* _What the task requires_: Each record below should be written out again exactly.

* _Provided records_:
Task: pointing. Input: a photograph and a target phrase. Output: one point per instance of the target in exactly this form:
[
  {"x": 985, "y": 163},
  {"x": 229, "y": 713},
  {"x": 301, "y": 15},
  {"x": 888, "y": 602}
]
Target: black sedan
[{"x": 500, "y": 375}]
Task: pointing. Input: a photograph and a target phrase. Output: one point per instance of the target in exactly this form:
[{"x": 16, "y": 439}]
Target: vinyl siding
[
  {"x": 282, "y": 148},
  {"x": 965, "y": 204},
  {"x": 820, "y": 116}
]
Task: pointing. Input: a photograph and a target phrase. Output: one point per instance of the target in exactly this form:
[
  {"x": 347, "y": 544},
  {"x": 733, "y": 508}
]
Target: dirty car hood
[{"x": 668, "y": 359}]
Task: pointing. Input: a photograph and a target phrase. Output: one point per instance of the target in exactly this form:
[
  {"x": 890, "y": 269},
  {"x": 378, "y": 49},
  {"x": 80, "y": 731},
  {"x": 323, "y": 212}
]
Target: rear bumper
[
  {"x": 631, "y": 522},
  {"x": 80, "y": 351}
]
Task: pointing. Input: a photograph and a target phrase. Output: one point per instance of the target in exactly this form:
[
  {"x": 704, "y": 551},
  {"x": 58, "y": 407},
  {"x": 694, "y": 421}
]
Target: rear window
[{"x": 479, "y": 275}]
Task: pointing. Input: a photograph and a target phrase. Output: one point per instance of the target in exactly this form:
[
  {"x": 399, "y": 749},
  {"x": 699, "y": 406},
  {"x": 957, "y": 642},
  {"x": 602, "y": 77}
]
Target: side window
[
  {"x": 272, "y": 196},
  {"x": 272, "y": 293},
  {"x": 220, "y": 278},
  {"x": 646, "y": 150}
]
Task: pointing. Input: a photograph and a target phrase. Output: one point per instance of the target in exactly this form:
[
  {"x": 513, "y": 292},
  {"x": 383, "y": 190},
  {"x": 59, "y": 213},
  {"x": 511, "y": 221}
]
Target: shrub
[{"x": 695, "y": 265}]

* _Result_:
Task: pointing. Input: a photograph and a target phrase. Output: one point per instance of the target in exactly this form:
[
  {"x": 985, "y": 163},
  {"x": 229, "y": 713},
  {"x": 301, "y": 15},
  {"x": 888, "y": 602}
]
Target: black sedan
[{"x": 500, "y": 375}]
Task: pointing. Input: a photograph and a target phrase. Output: one point per instance of the target in exactly this form:
[{"x": 16, "y": 439}]
Target: vinyl siding
[
  {"x": 282, "y": 148},
  {"x": 965, "y": 204},
  {"x": 820, "y": 116}
]
Task: pointing. Input: a photograph and a target phrase. Output: one point per instance of the target in exactly this form:
[
  {"x": 347, "y": 544},
  {"x": 733, "y": 508}
]
Target: dirty car hood
[{"x": 668, "y": 359}]
Task: pointing. Input: a photograph and a target phrase. Output: one point per instance of the target in exactly this form:
[
  {"x": 890, "y": 269},
  {"x": 378, "y": 49},
  {"x": 80, "y": 731},
  {"x": 323, "y": 212}
]
Target: rear bumper
[
  {"x": 631, "y": 522},
  {"x": 80, "y": 351}
]
Task: pointing. Input: a photograph and a target phrase. Output: one point per instance of the target in exactly this form:
[
  {"x": 704, "y": 551},
  {"x": 58, "y": 407},
  {"x": 694, "y": 421}
]
Target: rear window
[{"x": 479, "y": 275}]
Task: pointing. Input: a photograph and a target phrase. Output: one point per instance of the target in exactly this form:
[
  {"x": 399, "y": 749},
  {"x": 699, "y": 406},
  {"x": 957, "y": 642},
  {"x": 602, "y": 77}
]
Target: side window
[
  {"x": 272, "y": 196},
  {"x": 272, "y": 293},
  {"x": 220, "y": 278},
  {"x": 646, "y": 150}
]
Task: pointing. Input: a photograph and a target phrase. Output: one point per instance of the target in exactly this form:
[
  {"x": 513, "y": 292},
  {"x": 383, "y": 190},
  {"x": 59, "y": 213},
  {"x": 511, "y": 221}
]
Target: shrub
[{"x": 695, "y": 265}]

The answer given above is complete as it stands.